* **EXTRACTED MATERIAL**
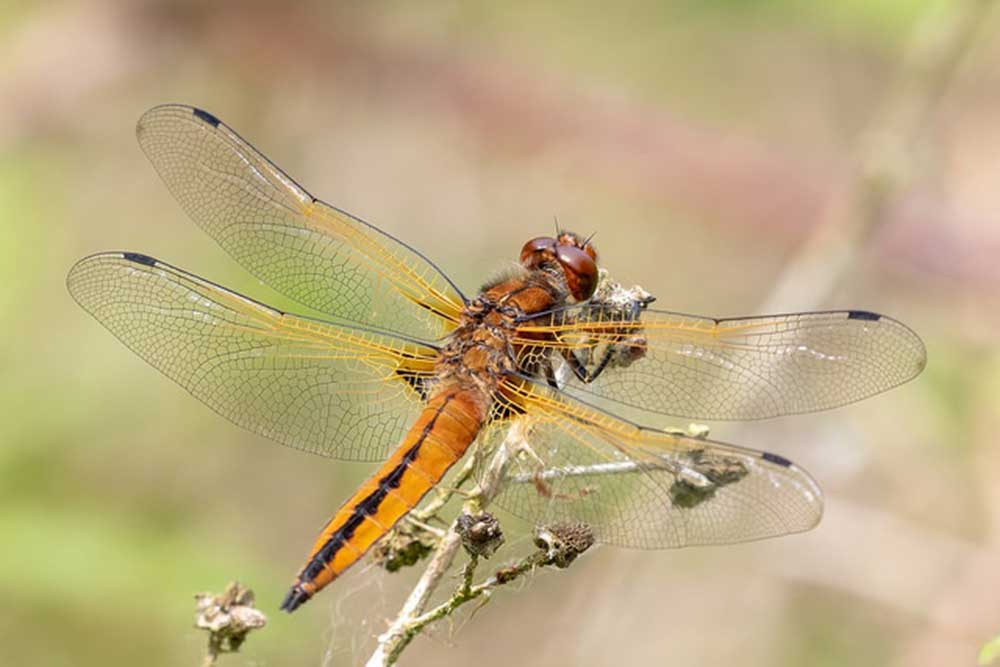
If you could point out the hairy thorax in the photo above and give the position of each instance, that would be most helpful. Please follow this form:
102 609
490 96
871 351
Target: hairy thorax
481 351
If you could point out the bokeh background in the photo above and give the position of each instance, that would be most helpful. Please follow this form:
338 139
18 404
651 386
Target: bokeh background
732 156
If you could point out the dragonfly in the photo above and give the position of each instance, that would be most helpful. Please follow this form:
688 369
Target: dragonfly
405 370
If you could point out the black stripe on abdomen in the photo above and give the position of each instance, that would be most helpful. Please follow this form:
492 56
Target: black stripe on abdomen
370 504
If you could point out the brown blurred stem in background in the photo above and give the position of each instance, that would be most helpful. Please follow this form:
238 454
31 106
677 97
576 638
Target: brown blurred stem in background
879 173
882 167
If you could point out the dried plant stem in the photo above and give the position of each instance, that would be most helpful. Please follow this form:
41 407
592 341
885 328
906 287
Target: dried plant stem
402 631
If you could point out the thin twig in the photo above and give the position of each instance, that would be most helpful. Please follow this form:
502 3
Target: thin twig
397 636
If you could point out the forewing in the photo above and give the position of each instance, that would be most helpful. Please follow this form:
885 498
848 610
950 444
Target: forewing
* * *
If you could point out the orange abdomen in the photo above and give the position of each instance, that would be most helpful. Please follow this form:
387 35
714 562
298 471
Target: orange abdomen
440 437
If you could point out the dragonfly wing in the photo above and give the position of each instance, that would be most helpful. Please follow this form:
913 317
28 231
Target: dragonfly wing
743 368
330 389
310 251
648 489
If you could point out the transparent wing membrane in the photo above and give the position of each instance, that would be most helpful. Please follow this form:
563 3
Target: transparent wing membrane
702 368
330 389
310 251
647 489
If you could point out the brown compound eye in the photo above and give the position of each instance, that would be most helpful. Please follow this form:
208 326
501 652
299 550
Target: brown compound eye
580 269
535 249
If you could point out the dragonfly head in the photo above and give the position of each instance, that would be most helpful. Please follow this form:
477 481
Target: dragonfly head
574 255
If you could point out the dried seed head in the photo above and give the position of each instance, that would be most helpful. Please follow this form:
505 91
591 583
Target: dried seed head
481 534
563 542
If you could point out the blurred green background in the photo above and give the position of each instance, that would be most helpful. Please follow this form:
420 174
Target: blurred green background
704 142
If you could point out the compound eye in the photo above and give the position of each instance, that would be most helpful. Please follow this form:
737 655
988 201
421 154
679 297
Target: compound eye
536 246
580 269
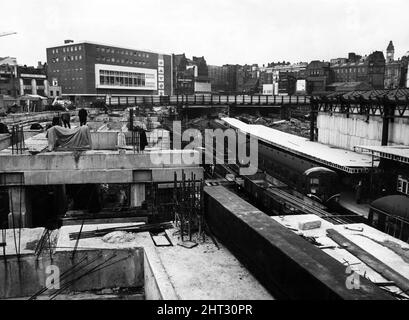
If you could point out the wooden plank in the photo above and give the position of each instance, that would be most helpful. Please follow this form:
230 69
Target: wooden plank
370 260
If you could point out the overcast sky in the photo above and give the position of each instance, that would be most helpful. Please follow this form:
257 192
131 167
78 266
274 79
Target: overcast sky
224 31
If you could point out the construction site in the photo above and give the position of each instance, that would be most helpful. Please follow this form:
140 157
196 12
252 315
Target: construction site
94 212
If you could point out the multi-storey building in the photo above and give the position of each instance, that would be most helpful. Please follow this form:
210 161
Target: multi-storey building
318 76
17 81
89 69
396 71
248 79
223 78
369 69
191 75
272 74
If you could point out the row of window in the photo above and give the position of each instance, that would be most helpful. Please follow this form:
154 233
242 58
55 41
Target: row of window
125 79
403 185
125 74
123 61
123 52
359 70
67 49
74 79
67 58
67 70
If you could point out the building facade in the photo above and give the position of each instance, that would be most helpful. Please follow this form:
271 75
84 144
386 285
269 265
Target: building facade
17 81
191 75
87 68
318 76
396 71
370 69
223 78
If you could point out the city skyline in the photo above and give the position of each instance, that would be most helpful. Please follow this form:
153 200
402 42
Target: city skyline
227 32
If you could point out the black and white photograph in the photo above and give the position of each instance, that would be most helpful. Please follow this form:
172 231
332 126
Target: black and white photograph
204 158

* **PROBLEM TO SOLVE**
Please make an exact copy of the lines above from the line with "Target: transparent wing membrane" through the line with "If you could point out the blurred", both ends included.

* **THE COMPLETED TASK**
Target: transparent wing membrane
702 368
330 389
310 251
647 489
If you could point out the brown compound eye in the photo above and give the position of each instance, that would be most helpful. Please follow this form:
208 326
501 652
299 550
Target: brown compound eye
580 269
535 249
If you could point out the dragonfly head in the photo above and give the position of each instance, that would be most helpful. Please follow this form:
477 481
Target: dragonfly head
574 255
If you could point out the dried seed head in the photo above and give the position of each instance, that would be most helpful. Please follow this form:
505 91
591 583
Target: dried seed head
481 534
563 542
If you could point out the blurred green background in the photo above and give the position of each instance, that would be most helpful. Please follow this form:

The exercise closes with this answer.